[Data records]
>>>

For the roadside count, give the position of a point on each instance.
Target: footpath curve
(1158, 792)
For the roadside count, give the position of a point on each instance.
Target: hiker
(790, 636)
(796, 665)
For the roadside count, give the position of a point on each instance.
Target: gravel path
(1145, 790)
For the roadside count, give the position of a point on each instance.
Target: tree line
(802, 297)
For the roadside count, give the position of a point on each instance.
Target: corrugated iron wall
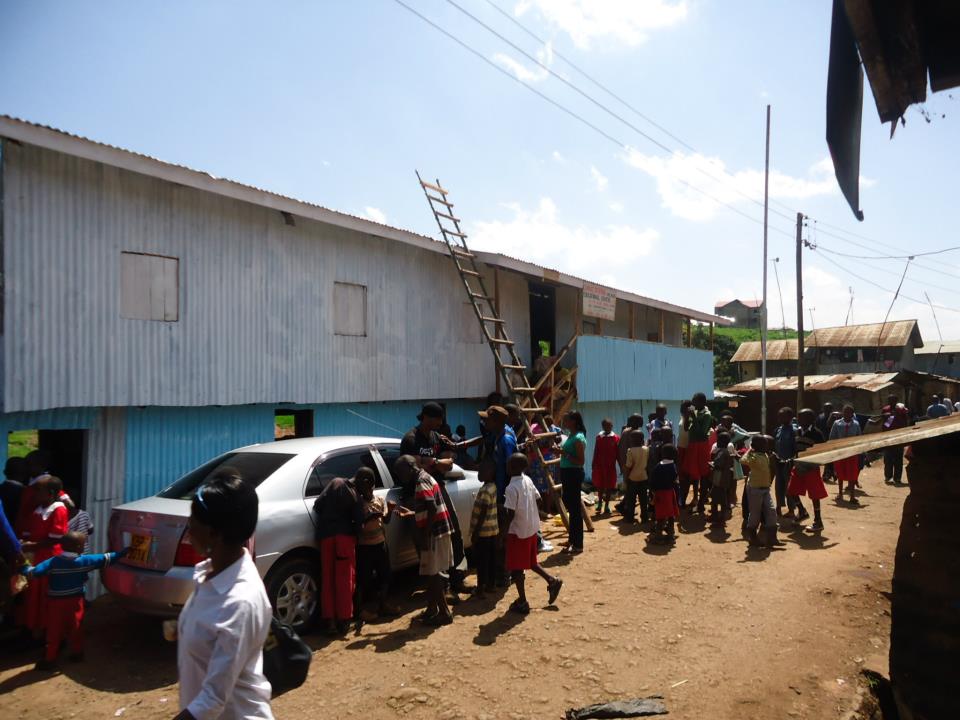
(255, 321)
(615, 369)
(164, 443)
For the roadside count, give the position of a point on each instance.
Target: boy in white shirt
(524, 521)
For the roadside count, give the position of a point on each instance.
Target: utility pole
(799, 311)
(763, 314)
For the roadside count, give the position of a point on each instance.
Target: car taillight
(186, 555)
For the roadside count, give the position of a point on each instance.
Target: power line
(881, 287)
(672, 151)
(572, 113)
(622, 144)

<<<

Retype every one of the records above line for line, with no changes. Leave the pictures out of your copy.

- _Task result_
For the roadside count, give the position of a point on each instance.
Target: footpath curve
(1158, 792)
For the roadside count, give the position of a point on each instance.
Target: hiker
(790, 636)
(796, 665)
For the roadside count, give the position of a point on each instance.
Target: gravel path
(1145, 790)
For the roadside count, give the position of a point on each instance.
Target: tree line
(802, 297)
For the roadside count, give the position of a point on each instance.
Target: corrugated iron wall
(255, 321)
(615, 369)
(164, 443)
For the roadside count, give the position of a point on each instance.
Target: boy in white shirt
(524, 521)
For the roadside count, give the position of a point on each instance.
Target: utility pole
(799, 311)
(763, 314)
For the roadside count, give the position of a point on each instance.
Target: car taillight
(186, 555)
For the roadside count, give the position of a point on each instance.
Target: power line
(881, 287)
(672, 151)
(572, 113)
(622, 144)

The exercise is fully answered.